TAREAS ▸
a) Explica, según el relato, por qué la primera cita con la directora del COIE se fijó en el vestíbulo de Bravo Murillo.
b) Duplica el pasaje del relato que va de "El Rector había" a "probablemente un error.".

La reunión objeto del viaje, una comida con el Rector, estaba
prevista para las 15:00 horas en un lugar denominado Casa Adolfo.
El Rector había planteado como
alternativas la posibilidad de que la reunión, que yo le había pedido, tuviera
lugar a las 13:30 o a las 16:30 pero me pareció que se dispondría de más tiempo
en una comida. Esto, como luego se verá, fue probablemente un error.
Llegué a Madrid a las 10:05 horas y con sólo un par de
reuniones complementarias ya que aparentemente había una reunión del Consejo de
Gobierno que hacía imposible hablar con ningún otro vicerrector. Por otra parte,
una reunión con el Rector
podía hacer innecesarias las demás. Una de estas reuniones era con la directora
del COIE para hablar del nuevo plan de orientación a los alumnos que se matricularan
por primera vez y la otra con el gerente de una distribuidora con la que
trabajamos que había insistido en verme para tratar un asunto supuestamente
importante. La primera cita era a las 12:30 en el vestíbulo de Bravo Murillo ya
que, aparentemente, la directora del COIE no dispone de despacho en ese
edificio y la segunda en el vestíbulo de la estación de Atocha poco antes de
salir el tren de Huesca.
Como había tiempo de sobra fui a dar una vuelta por la Feria del Libro dónde había una caseta de la UNED en la
que el año pasado pusieron un computador con acceso a nuestra librería. Este
año, por supuesto, ni se ha hablado de ese tema. La caseta era una de tantas y
sin nada destacable y estaba atendida por dos personas que no conocía, así que
seguí mi camino casi sin detenerme porque, además, hacía bastante frío para
finales de mayo y la ropa que llevaba era de verano.
Aproximadamente a las once y cuarto me llamó la secretaria
del Rector para decirme que la comida iba a ser a las dos y media. Que en Casa
Adolfo no hacían reservas y que el dueño era bastante desagradable, a pesar de
lo cual habían conseguido una mesa, así que mejor que esperara yo allí al Rector. No
me pareció de buen tono preguntar por las razones para reservar una comida de
trabajo en un sitio que no admite reservas y con un propietario desagradable.
A las doce y media en punto llegué a la UNED y un minuto,
escaso, después apareció la directora del COIE. A falta de despacho fuimos a un
establecimiento próximo que antes era un bar y que ahora es una especie de
chiringuito conocido como Los Cien Montaditos y en el que, para tomar cualquier
cosa, hay que rellenar un formulario, dejar tu nombre y esperar a que te
llamen. No estaba muy lleno así que fue relativamente fácil, a pesar de tanta
burocracia, conseguir dos cervezas sin alcohol y una mesa no muy limpia y
rodeada de tal cantidad de bancos y banquetas que era casi imposible sentarse.

(Algunos registros)

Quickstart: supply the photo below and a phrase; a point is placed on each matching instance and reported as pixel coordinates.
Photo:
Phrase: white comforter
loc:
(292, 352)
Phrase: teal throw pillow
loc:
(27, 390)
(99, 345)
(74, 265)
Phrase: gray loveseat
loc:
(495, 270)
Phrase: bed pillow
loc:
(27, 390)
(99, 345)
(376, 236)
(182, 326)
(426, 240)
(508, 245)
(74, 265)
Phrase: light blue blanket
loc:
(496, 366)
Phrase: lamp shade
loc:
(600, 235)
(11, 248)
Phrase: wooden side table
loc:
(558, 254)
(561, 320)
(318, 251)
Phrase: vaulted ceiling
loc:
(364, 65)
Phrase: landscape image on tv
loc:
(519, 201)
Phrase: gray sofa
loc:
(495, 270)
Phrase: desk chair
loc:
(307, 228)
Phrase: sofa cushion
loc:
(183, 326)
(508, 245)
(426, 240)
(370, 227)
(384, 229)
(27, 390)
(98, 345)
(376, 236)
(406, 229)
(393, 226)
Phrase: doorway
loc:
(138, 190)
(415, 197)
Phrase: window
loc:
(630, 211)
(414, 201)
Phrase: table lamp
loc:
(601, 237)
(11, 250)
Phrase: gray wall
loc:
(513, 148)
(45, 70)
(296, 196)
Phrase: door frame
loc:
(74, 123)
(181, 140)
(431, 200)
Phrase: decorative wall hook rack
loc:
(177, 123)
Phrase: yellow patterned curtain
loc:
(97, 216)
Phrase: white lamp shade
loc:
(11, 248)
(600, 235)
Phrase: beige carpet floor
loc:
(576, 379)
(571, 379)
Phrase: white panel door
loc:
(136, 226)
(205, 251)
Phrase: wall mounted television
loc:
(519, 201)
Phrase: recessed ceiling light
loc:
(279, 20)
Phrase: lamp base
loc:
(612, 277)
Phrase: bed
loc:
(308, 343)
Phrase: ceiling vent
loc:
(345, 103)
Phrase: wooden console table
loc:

SOLUCIONES ▸
a) La cita se fijó en el vestíbulo porque, aparentemente, la directora del COIE no dispone de despacho en ese edificio.

b)
El Rector había planteado como
alternativas la posibilidad de que la reunión, que yo le había pedido, tuviera
lugar a las 13:30 o a las 16:30 pero me pareció que se dispondría de más tiempo
en una comida. Esto, como luego se verá, fue probablemente un error.